▶ _Required work_
Revise the rows below by swapping every "drop the dot" for "place a marker" and leaving everything else unchanged. Omit the pictures from your answer.

▶ _Material to process_
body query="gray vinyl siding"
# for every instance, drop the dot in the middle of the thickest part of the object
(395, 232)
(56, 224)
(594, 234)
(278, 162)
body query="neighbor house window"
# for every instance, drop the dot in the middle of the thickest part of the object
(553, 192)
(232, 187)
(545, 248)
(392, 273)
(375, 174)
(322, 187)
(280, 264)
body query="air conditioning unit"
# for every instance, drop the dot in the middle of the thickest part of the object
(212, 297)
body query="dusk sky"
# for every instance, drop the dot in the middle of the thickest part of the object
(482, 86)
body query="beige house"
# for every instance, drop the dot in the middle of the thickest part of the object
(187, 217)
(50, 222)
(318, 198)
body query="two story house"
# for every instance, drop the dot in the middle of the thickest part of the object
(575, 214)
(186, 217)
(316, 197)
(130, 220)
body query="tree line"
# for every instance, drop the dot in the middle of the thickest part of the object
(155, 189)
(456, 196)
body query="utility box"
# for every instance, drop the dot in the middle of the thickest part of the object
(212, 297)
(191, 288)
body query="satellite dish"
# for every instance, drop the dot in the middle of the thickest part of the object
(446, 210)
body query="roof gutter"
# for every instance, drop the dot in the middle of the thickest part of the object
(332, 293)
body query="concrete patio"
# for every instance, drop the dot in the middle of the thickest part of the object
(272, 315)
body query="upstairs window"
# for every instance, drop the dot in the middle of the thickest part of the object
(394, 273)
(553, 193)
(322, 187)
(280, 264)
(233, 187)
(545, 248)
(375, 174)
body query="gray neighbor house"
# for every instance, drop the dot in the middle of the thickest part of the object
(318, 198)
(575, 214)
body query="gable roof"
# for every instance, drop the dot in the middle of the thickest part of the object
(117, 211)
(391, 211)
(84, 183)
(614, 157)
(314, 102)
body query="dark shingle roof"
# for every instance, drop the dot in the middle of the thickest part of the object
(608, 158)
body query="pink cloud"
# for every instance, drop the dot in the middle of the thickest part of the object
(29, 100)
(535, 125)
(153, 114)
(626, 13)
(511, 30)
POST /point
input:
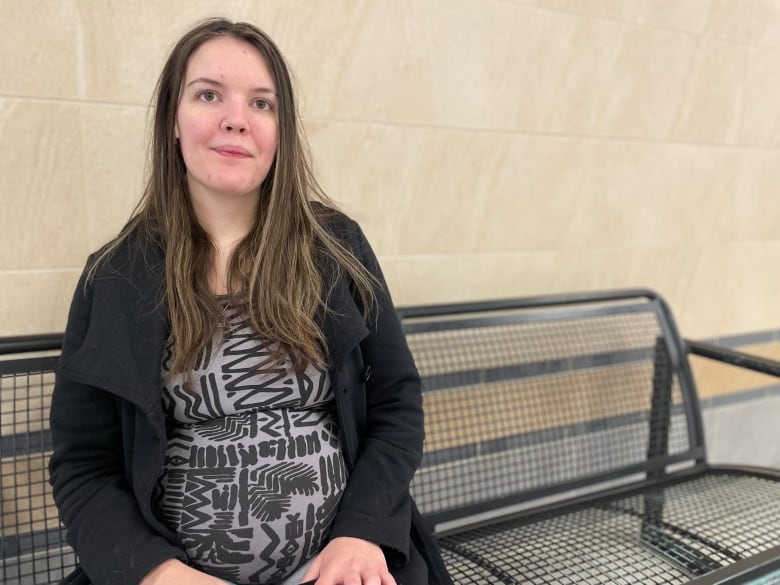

▶ _Correct response_
body query="gray vinyl siding"
# for every instance, place a marker in the middle of the thickest part of the object
(395, 232)
(56, 224)
(594, 234)
(278, 162)
body query="neighbor house window"
# for every instance, place a marker in the middle of the thickest part of the object
(553, 192)
(232, 187)
(545, 248)
(392, 273)
(375, 174)
(322, 187)
(280, 264)
body query="air conditioning unit"
# for every instance, place a marker in the middle of the thickest part of the object
(212, 297)
body query="dusk sky"
# for every instance, place a marker in the middle of the thickest part of the object
(482, 86)
body query="beige house"
# for every instance, place a marker in the middle of the thickest part of the object
(187, 217)
(50, 222)
(318, 198)
body query="two story house"
# for every instance, place a marker in the middle of the thickest part of the object
(575, 214)
(186, 217)
(316, 197)
(130, 220)
body query="tree line"
# for every instance, place a marker in the middle of the thickest part of the object
(155, 189)
(456, 196)
body query="utility box"
# for every instance, place a marker in the middle of the thickest part of the object
(212, 297)
(191, 288)
body query="satellite dish"
# for every instance, place a marker in the middle of the thickest part of the object
(446, 210)
body query="roof gutter"
# for every instance, place a marker in the middle of the thickest part of the object
(332, 293)
body query="concrete patio"
# for every instance, place a marker in the middle of the thickest part of the object
(272, 315)
body query="upstairs window"
# for every instance, place a marker in the middle of the thickest part of the object
(394, 273)
(553, 193)
(322, 187)
(280, 264)
(233, 187)
(545, 248)
(375, 174)
body query="gray neighbor house"
# for every instance, place a marker in the middle of the thickest part of the object
(318, 198)
(575, 214)
body query="gable roof"
# for every instance, place a marker in the middle of the thickest part of the object
(117, 211)
(391, 211)
(84, 183)
(614, 157)
(314, 102)
body query="dark shingle roof"
# for every instance, place a marker in the middle of the thickest part of the object
(608, 158)
body query="pink cloud"
# for every instance, place a marker in the middle of the thickest part of the object
(29, 100)
(535, 125)
(153, 114)
(626, 13)
(511, 30)
POST /point
input:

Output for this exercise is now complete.